• **RECORDED INFORMATION**:
-- START --

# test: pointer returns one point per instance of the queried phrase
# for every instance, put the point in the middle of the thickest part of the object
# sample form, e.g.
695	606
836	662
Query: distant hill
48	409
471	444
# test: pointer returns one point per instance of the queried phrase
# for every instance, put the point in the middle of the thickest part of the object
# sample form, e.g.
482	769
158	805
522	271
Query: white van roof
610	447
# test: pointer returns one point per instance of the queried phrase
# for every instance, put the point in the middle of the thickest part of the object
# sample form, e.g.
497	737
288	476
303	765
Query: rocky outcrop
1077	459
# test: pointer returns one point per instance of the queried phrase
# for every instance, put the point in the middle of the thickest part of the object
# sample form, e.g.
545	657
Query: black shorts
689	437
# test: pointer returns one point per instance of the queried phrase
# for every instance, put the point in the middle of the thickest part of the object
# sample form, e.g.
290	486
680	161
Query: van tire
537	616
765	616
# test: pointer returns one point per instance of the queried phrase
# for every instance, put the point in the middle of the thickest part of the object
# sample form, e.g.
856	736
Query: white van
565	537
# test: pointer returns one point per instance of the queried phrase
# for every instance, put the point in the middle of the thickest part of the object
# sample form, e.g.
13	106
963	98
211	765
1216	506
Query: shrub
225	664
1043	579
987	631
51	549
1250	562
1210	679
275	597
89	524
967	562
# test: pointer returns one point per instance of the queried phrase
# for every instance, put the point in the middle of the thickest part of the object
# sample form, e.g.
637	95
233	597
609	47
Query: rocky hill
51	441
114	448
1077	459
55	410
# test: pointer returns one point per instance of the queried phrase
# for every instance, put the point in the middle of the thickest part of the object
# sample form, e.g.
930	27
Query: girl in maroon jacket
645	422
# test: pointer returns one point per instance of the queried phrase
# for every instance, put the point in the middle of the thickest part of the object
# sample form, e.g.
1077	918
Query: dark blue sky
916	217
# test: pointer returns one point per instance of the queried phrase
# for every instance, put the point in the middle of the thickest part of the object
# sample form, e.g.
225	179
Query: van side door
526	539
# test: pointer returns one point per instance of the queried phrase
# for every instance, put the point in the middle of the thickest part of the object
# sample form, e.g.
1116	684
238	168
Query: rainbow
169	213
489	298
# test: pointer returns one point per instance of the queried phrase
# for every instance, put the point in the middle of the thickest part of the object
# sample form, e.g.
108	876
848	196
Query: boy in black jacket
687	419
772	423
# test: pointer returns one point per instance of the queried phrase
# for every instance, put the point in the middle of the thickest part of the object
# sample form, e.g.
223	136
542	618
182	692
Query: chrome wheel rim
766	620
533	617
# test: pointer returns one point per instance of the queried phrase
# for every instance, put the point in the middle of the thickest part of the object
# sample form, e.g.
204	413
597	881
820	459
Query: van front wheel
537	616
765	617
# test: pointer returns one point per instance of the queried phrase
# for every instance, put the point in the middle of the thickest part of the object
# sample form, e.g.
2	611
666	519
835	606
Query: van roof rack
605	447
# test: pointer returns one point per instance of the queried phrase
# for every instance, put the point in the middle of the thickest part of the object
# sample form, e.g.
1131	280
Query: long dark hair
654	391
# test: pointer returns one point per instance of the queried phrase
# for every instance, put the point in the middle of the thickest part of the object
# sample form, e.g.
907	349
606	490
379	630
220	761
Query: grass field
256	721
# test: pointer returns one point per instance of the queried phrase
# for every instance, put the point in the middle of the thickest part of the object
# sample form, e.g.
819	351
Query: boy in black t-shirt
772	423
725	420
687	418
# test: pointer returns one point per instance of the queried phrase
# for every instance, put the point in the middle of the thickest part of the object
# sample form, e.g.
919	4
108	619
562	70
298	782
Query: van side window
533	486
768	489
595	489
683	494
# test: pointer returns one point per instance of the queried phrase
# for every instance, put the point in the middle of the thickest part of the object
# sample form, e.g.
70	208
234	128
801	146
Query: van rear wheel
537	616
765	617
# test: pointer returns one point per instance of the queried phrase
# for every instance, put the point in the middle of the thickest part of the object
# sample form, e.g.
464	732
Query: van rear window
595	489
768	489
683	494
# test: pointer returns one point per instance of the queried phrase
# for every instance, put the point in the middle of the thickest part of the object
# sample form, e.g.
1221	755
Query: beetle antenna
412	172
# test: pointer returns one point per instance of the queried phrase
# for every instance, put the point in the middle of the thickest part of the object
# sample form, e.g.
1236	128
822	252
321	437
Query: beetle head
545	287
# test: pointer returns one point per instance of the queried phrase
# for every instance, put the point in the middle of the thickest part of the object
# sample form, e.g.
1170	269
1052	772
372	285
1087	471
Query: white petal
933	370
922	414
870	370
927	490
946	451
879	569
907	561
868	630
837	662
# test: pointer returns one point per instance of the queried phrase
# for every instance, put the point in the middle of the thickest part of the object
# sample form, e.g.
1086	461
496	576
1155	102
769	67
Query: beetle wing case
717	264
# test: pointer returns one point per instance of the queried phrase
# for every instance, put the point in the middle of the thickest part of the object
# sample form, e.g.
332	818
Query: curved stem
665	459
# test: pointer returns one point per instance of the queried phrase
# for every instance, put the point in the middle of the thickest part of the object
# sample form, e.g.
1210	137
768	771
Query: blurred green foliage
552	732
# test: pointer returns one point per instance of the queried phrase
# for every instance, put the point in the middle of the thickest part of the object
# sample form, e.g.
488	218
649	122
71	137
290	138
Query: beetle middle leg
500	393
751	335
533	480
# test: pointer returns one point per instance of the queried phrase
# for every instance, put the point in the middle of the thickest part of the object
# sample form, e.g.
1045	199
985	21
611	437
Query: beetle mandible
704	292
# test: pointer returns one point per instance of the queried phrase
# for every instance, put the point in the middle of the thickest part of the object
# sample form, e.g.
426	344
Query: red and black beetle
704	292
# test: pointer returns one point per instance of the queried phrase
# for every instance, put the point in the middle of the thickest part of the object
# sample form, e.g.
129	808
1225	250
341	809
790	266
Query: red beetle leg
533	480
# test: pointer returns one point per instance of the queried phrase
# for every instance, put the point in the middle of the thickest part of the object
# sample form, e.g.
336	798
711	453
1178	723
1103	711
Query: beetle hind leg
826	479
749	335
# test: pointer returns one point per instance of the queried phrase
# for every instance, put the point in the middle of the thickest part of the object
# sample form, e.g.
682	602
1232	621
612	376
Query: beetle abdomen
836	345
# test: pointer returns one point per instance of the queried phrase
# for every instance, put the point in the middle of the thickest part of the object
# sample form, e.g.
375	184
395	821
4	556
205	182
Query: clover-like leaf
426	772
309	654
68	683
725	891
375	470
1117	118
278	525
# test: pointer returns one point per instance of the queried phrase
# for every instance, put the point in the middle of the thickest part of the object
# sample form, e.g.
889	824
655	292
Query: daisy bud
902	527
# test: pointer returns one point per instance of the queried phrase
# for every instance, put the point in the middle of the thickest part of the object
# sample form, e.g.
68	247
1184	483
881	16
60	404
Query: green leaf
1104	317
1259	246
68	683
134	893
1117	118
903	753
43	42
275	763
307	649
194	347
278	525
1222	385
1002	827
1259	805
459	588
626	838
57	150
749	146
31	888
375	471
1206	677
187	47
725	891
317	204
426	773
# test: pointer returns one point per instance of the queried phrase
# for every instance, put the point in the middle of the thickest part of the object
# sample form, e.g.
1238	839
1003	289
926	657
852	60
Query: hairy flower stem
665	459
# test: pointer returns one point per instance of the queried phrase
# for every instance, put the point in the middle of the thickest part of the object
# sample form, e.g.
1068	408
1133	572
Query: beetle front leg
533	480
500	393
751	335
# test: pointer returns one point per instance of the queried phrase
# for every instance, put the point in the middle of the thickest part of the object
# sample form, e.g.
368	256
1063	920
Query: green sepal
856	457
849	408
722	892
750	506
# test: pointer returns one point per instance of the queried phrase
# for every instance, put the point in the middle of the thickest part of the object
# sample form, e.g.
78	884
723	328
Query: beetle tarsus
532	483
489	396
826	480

-- END --

Extract every record and return it verbatim.

• **THE RESPONSE**:
# test: pointer returns one point per instance of the queried phrase
# for every instance, put the point in the middle of the thickest part of the object
# sample form, e.g.
695	606
836	662
Query: distant hill
48	409
471	444
# test: pointer returns one point per instance of the queried phrase
# for every instance, put the point in the middle of the thickest part of the object
# sample form, e.g.
482	769
158	805
522	271
Query: white van roof
610	447
# test: pointer returns one point per instance of the queried phrase
# for every instance, put the point in the middle of the thickest part of the object
# sample form, e.g.
497	737
288	476
303	765
Query: rocky outcrop
1077	459
# test: pointer returns one point per instance of the queried phrase
# for every instance, put the point in the middle of the thickest part of the object
# sample form, e.g.
545	657
Query: black shorts
689	437
# test: pointer returns one point per instance of the queried phrase
# for every instance, put the point in the middle of the thickest part of the object
# sample form, e.g.
290	486
680	161
Query: van tire
537	616
765	616
# test: pointer returns one point per instance of the queried phrase
# for every instance, put the point in the middle of the thickest part of the object
# sample form, e.g.
856	736
Query: white van
565	537
# test: pointer returns one point per instance of the queried phrase
# for every instance, put the point in the middle of the thickest part of the object
# sample form, e.g.
13	106
963	98
211	765
1216	506
Query: shrub
225	664
1043	579
987	631
51	549
1250	562
1210	679
275	597
89	524
967	562
# test: pointer returns one point per instance of the queried phrase
# for every instance, put the point in the middle of the thickest part of the object
# sample form, e.g.
637	95
233	597
609	47
Query: rocky hill
51	441
114	448
1077	459
55	410
# test: pointer returns one point per instance of the queried phrase
# for every instance, put the point in the middle of the thickest part of the object
# sample form, e.g.
930	27
Query: girl in maroon jacket
645	422
# test: pointer returns one point per instance of the queried phrase
# for every instance, put the point in the middle of the thickest part of the object
# sample form, e.g.
1077	918
Query: dark blue sky
916	217
# test: pointer returns one point per instance of the queried phrase
# for every instance, put the point in the middle of the thickest part of the object
# sample form, e.g.
225	179
Query: van side door
526	539
# test: pointer returns one point per instance of the queried phrase
# for every instance, put the point in the middle of the thickest part of the object
# sample form, e.g.
1116	684
238	168
Query: rainbow
169	213
489	298
# test: pointer returns one point per instance of the queried phrase
# for every instance, put the point in the middle of the thickest part of the object
# sample form, e.g.
108	876
848	196
Query: boy in black jacket
687	419
772	423
# test: pointer returns one point per instance of the queried phrase
# for every instance, put the point in the middle of the thickest part of the object
# sample form, e.g.
223	136
542	618
182	692
Query: chrome wheel rim
766	620
533	617
# test: pointer returns one point per instance of the queried phrase
# for every instance, put the point in the middle of the thickest part of the object
# sample form, e.g.
204	413
597	881
820	459
Query: van front wheel
537	616
765	617
# test: pointer returns one point per instance of the queried phrase
# for every instance, put the point in the middle of the thickest part of the object
# sample form, e.g.
2	611
666	519
835	606
Query: van roof rack
605	447
# test: pointer returns one point per instance of the queried phrase
# for every instance, put the point in the middle of the thickest part of the object
# sample form, e.g.
1131	280
Query: long dark hair
654	391
# test: pointer returns one point per instance of the queried phrase
# for every instance, put the point in the middle of the thickest part of the object
# sample form, e.g.
907	349
606	490
379	630
220	761
Query: grass field
256	721
# test: pointer returns one point per instance of the queried phrase
# for every instance, put the point in the middle of the thickest part of the object
# sample form, e.g.
819	351
Query: boy in black t-shirt
772	423
725	420
687	418
# test: pointer returns one point per instance of the queried phrase
# for every instance, put the point in the middle of the thickest part of the object
# sample form, e.g.
919	4
108	619
562	70
298	782
Query: van side window
533	486
768	489
595	489
683	494
# test: pointer returns one point per instance of the queried phrase
# for every instance, put the point in the middle of the thickest part of the object
# sample form, e.g.
70	208
234	128
801	146
Query: van rear wheel
537	616
765	617
# test: pointer returns one point per instance of the queried phrase
# for every instance, put the point in the middle of the thickest part of the object
# sample form, e.g.
464	732
Query: van rear window
595	489
768	489
683	494
# test: pointer returns one point per instance of the queried phrase
# for every instance, put the point in the middle of the thickest part of the object
# sample form, e.g.
1221	755
Query: beetle antenna
412	172
# test: pointer returns one point per instance of the queried phrase
# for every instance, put the point in the middle of the thickest part of the object
# sample form, e.g.
1236	128
822	252
321	437
Query: beetle head
545	287
# test: pointer returns one point per instance of the queried phrase
# for every instance, put the point in the middle of the thickest part of the object
# sample form, e.g.
1170	269
1052	772
372	285
1087	471
Query: white petal
933	370
922	414
870	370
927	490
946	451
879	569
907	561
868	630
837	662
# test: pointer returns one point per instance of the queried phrase
# for every instance, put the point in the middle of the thickest part of the object
# sample form, e.g.
1086	461
496	576
1155	102
769	67
Query: beetle wing case
717	264
# test: pointer returns one point per instance of the queried phrase
# for every instance, put the point in the middle of the thickest part of the object
# sample form, e.g.
332	818
Query: curved stem
665	459
# test: pointer returns one point per instance of the queried phrase
# for every instance, put the point in the middle of the thickest part of the object
# sample form, e.g.
1210	137
768	771
Query: blurred green foliage
552	732
# test: pointer returns one point per instance of the queried phrase
# for every instance, put the point in the middle of the thickest part of the object
# sample form, e.g.
488	218
649	122
71	137
290	138
Query: beetle middle leg
500	393
751	335
533	480
# test: pointer returns one point per instance of the queried phrase
# for every instance, put the point in the middle of the thickest part of the object
# sample form, e.g.
1045	199
985	21
611	437
Query: beetle mandible
704	292
# test: pointer returns one point per instance of the queried phrase
# for every instance, put the point in the middle of the thickest part of the object
# sample form, e.g.
426	344
Query: red and black beetle
704	292
# test: pointer returns one point per instance of the queried phrase
# for every instance, put the point in the middle of the thickest part of the object
# sample form, e.g.
129	808
1225	250
341	809
790	266
Query: red beetle leg
533	480
# test: pointer returns one point per instance of the queried phrase
# for every instance, put the point in the middle of the thickest part of the object
# sample form, e.g.
336	798
711	453
1178	723
1103	711
Query: beetle hind leg
826	479
749	335
# test: pointer returns one point per instance of the queried phrase
# for every instance, put the point in the middle of the thickest part of the object
# sample form, e.g.
682	602
1232	621
612	376
Query: beetle abdomen
836	345
# test: pointer returns one point per instance of the queried phrase
# for every instance, put the point in the middle of the thickest part of the object
# sample form, e.g.
375	184
395	821
4	556
205	182
Query: clover-like leaf
426	772
309	654
68	683
725	891
375	470
1117	118
278	525
# test: pointer returns one point per instance of the queried phrase
# for every instance, put the point in the middle of the thickest part of the object
# sample form, e.g.
889	824
655	292
Query: daisy bud
902	527
# test: pointer returns one point per instance of the queried phrase
# for every instance, put the point in the middle of the thickest part of the object
# sample form, e.g.
68	247
1184	483
881	16
60	404
Query: green leaf
1104	317
1259	246
68	683
134	893
1117	118
903	753
43	42
275	763
307	649
194	347
278	525
1222	385
1002	827
1259	805
459	588
626	838
57	150
749	146
31	888
375	471
1206	677
187	47
725	891
317	204
426	773
# test: pointer returns one point per instance of the queried phrase
# for every instance, put the point in the middle of the thickest part of the object
# sample form, e.g.
1238	839
1003	289
926	657
852	60
Query: hairy flower stem
665	459
# test: pointer returns one point per instance of the queried phrase
# for every instance, put the point in the middle of the thickest part of the object
# sample form, e.g.
1068	408
1133	572
Query: beetle front leg
533	480
500	393
751	335
# test: pointer returns one point per instance of the queried phrase
# for every instance, put the point in the middle of the thickest part of the object
# sample form, e.g.
368	256
1063	920
Query: green sepal
856	457
849	408
722	892
750	506
# test: pointer returns one point per instance of the queried phrase
# for every instance, put the point in the middle of the thickest part of the object
# sample form, e.g.
78	884
723	328
Query: beetle tarsus
532	483
489	396
826	480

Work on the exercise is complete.